◆ REQUIRED WORK ◆
From the first line to the last, repeat the data below exactly.
-- INFORMATION follows --
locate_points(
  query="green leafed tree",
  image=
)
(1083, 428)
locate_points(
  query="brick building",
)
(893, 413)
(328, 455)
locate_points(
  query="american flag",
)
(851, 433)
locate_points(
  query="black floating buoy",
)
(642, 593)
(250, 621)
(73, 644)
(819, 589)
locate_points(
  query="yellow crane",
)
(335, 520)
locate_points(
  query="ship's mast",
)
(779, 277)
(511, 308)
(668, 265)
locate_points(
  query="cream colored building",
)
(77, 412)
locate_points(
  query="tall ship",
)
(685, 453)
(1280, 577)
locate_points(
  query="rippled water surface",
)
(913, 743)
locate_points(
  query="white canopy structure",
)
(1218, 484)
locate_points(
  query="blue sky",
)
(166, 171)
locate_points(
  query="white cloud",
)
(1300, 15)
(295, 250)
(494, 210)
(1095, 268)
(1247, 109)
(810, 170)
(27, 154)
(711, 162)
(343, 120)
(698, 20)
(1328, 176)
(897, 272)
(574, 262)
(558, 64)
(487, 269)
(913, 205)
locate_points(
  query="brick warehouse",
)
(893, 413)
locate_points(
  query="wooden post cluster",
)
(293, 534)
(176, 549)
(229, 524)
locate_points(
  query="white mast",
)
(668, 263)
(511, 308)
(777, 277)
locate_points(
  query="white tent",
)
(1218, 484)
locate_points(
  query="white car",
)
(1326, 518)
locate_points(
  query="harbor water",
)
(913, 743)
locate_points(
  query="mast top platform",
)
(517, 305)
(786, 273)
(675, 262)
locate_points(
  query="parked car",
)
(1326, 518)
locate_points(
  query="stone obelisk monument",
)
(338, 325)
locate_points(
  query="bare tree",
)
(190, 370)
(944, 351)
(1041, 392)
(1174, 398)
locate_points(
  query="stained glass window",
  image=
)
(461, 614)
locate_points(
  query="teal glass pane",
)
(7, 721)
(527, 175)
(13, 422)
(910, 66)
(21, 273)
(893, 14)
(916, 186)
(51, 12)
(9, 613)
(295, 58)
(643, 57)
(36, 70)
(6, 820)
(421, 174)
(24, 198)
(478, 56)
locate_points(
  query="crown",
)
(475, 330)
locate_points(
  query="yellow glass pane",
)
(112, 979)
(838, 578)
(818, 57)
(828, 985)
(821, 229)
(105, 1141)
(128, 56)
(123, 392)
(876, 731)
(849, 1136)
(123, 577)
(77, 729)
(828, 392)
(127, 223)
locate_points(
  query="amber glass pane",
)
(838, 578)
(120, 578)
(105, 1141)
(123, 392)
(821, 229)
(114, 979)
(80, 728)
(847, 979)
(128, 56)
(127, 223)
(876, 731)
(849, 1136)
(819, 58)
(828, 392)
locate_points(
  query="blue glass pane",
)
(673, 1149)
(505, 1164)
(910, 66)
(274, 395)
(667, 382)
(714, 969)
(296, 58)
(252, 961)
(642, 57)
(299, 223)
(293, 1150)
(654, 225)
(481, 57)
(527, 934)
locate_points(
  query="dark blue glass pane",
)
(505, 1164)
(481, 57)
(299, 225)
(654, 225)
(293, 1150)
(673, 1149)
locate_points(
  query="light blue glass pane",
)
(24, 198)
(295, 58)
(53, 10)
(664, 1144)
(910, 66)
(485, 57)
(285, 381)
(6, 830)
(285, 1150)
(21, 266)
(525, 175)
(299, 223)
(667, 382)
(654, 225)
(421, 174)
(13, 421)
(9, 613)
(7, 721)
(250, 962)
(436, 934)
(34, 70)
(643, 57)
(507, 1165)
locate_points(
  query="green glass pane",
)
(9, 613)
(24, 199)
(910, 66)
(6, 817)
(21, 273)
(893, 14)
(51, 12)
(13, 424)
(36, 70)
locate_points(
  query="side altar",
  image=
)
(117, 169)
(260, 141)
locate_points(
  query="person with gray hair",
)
-- INFORMATION concluded --
◆ TASK OUTPUT ◆
locate_points(
  query="green leafed tree",
  image=
)
(1083, 428)
locate_points(
  query="brick building",
)
(893, 413)
(328, 455)
locate_points(
  query="american flag",
)
(851, 433)
locate_points(
  query="black floating buoy",
)
(642, 593)
(250, 621)
(73, 644)
(819, 589)
locate_points(
  query="yellow crane",
)
(335, 520)
locate_points(
  query="ship's mast",
)
(779, 277)
(511, 308)
(668, 265)
locate_points(
  query="cream colored building",
)
(77, 412)
locate_points(
  query="tall ship",
)
(685, 453)
(1280, 577)
locate_points(
  query="rippled water surface",
)
(913, 743)
locate_points(
  query="white canopy structure",
)
(1218, 484)
locate_points(
  query="blue sky",
)
(166, 171)
locate_points(
  query="white cloud",
)
(1300, 15)
(295, 250)
(494, 210)
(1095, 268)
(1247, 109)
(810, 170)
(27, 154)
(711, 162)
(343, 120)
(698, 20)
(1328, 176)
(897, 272)
(574, 262)
(558, 64)
(487, 269)
(913, 205)
locate_points(
  query="brick warehouse",
)
(893, 413)
locate_points(
  query="wooden post cluster",
)
(293, 534)
(176, 549)
(229, 524)
locate_points(
  query="white mast",
)
(668, 263)
(511, 308)
(777, 277)
locate_points(
  query="white tent",
)
(1218, 484)
locate_points(
  query="white car",
)
(1326, 518)
locate_points(
  query="harbor water",
)
(913, 743)
locate_points(
  query="mast top platform",
)
(517, 305)
(786, 273)
(675, 262)
locate_points(
  query="parked car",
)
(1326, 518)
locate_points(
  query="stone obelisk monument",
)
(338, 325)
locate_points(
  query="bare tree",
)
(190, 370)
(944, 351)
(1041, 392)
(1174, 398)
locate_points(
  query="stained glass window",
  image=
)
(461, 614)
locate_points(
  query="teal glass pane",
)
(7, 721)
(527, 175)
(13, 422)
(910, 66)
(21, 273)
(893, 14)
(916, 186)
(51, 12)
(9, 613)
(295, 58)
(643, 57)
(36, 70)
(6, 820)
(421, 174)
(24, 198)
(478, 56)
locate_points(
  query="crown",
)
(475, 330)
locate_points(
  query="yellow glass pane",
)
(112, 979)
(838, 578)
(818, 57)
(828, 985)
(821, 229)
(105, 1141)
(128, 56)
(123, 392)
(876, 731)
(849, 1136)
(123, 577)
(77, 729)
(828, 392)
(127, 223)
locate_points(
  query="amber glass pane",
)
(838, 578)
(120, 578)
(105, 1141)
(123, 392)
(821, 229)
(114, 979)
(80, 728)
(847, 979)
(128, 56)
(127, 223)
(876, 731)
(849, 1136)
(819, 58)
(828, 392)
locate_points(
  query="blue glass pane",
)
(673, 1149)
(505, 1164)
(910, 66)
(274, 395)
(667, 382)
(714, 969)
(296, 58)
(252, 961)
(642, 57)
(299, 223)
(293, 1150)
(654, 225)
(481, 57)
(527, 934)
locate_points(
  query="dark blue glass pane",
)
(505, 1164)
(481, 57)
(299, 225)
(654, 225)
(293, 1150)
(673, 1149)
locate_points(
  query="light blue glass pane",
)
(24, 198)
(295, 58)
(53, 10)
(664, 1144)
(910, 66)
(485, 57)
(285, 381)
(6, 830)
(285, 1150)
(21, 266)
(525, 175)
(299, 223)
(667, 382)
(654, 225)
(421, 174)
(13, 421)
(9, 613)
(7, 721)
(250, 962)
(436, 934)
(34, 70)
(643, 57)
(507, 1165)
locate_points(
  query="green glass pane",
)
(9, 613)
(24, 199)
(910, 66)
(6, 817)
(21, 273)
(893, 14)
(51, 12)
(13, 424)
(36, 70)
locate_points(
  query="side altar",
  image=
)
(117, 169)
(260, 141)
locate_points(
  query="person with gray hair",
)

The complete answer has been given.